Short exercise: Collect each line below that contains the string "rock". Matching is case-sensitive.

Records from a point annotation dataset
****************

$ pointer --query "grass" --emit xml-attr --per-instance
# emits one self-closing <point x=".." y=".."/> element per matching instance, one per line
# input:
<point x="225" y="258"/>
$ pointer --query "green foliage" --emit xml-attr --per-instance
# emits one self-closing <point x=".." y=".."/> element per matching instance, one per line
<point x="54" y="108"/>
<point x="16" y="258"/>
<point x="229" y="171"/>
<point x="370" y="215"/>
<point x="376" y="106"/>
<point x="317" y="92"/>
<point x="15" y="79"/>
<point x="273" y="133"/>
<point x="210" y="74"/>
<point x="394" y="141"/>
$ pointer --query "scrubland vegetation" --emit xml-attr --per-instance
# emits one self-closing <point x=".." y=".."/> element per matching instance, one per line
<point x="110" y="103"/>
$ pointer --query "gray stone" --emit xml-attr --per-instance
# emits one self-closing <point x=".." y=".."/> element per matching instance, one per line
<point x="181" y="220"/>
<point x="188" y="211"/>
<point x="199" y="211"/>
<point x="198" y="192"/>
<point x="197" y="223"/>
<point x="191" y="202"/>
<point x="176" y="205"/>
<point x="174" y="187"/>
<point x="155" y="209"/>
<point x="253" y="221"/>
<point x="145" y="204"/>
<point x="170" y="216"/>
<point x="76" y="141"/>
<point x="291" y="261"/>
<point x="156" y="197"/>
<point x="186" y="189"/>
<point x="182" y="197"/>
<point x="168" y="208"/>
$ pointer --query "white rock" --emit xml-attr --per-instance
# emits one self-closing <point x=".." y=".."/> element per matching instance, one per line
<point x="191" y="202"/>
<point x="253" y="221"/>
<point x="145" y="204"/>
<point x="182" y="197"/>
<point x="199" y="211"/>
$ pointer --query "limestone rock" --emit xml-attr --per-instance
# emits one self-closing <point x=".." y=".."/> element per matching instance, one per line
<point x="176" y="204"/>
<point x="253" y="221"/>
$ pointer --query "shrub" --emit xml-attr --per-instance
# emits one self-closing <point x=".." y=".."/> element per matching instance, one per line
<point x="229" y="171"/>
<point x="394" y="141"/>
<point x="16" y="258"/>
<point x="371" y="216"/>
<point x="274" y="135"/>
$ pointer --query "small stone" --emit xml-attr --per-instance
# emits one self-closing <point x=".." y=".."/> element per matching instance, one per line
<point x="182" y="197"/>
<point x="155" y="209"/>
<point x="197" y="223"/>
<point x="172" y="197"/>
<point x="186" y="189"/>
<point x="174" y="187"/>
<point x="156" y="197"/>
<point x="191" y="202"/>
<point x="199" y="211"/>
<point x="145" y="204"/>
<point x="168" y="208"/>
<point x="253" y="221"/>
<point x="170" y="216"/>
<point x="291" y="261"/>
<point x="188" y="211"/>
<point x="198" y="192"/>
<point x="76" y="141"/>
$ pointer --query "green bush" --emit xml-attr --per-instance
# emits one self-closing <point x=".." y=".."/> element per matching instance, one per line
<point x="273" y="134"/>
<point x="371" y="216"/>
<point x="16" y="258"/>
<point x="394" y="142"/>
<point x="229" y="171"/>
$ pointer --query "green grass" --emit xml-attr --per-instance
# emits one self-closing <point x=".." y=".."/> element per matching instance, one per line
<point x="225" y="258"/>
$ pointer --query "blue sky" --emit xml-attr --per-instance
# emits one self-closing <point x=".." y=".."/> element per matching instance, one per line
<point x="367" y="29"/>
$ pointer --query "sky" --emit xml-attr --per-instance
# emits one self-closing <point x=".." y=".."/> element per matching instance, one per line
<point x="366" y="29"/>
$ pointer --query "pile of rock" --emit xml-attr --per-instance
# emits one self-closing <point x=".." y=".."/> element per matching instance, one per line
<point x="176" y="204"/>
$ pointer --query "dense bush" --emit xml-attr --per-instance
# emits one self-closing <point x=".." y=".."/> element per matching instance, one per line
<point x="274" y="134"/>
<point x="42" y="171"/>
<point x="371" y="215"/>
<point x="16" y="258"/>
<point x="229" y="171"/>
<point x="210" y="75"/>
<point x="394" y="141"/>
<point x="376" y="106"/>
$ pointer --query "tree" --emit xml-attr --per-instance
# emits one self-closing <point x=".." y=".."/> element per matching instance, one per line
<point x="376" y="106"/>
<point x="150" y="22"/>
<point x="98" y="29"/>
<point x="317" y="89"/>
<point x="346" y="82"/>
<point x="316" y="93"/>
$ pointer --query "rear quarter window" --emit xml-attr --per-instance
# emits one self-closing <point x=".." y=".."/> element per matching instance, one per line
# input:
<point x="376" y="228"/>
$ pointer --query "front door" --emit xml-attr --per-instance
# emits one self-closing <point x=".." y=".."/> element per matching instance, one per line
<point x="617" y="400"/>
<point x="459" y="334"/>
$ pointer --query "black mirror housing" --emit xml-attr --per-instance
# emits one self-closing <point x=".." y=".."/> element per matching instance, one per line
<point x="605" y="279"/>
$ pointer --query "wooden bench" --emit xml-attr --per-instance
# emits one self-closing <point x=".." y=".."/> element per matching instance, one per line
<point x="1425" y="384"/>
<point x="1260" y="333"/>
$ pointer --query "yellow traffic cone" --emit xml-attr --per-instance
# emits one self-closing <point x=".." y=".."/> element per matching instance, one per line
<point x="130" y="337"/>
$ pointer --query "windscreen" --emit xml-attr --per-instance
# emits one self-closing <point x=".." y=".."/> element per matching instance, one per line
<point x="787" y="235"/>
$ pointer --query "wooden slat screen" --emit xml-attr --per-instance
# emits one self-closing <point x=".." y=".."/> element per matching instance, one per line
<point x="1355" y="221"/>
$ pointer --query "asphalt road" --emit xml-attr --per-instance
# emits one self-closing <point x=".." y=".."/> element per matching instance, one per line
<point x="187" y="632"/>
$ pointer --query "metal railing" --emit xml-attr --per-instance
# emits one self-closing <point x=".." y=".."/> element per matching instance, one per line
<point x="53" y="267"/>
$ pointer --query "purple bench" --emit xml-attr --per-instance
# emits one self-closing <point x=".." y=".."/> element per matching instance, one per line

****************

Result of the exercise:
$ pointer --query "white rock" --emit xml-attr --per-instance
$ pointer --query "limestone rock" --emit xml-attr --per-instance
$ pointer --query "pile of rock" --emit xml-attr --per-instance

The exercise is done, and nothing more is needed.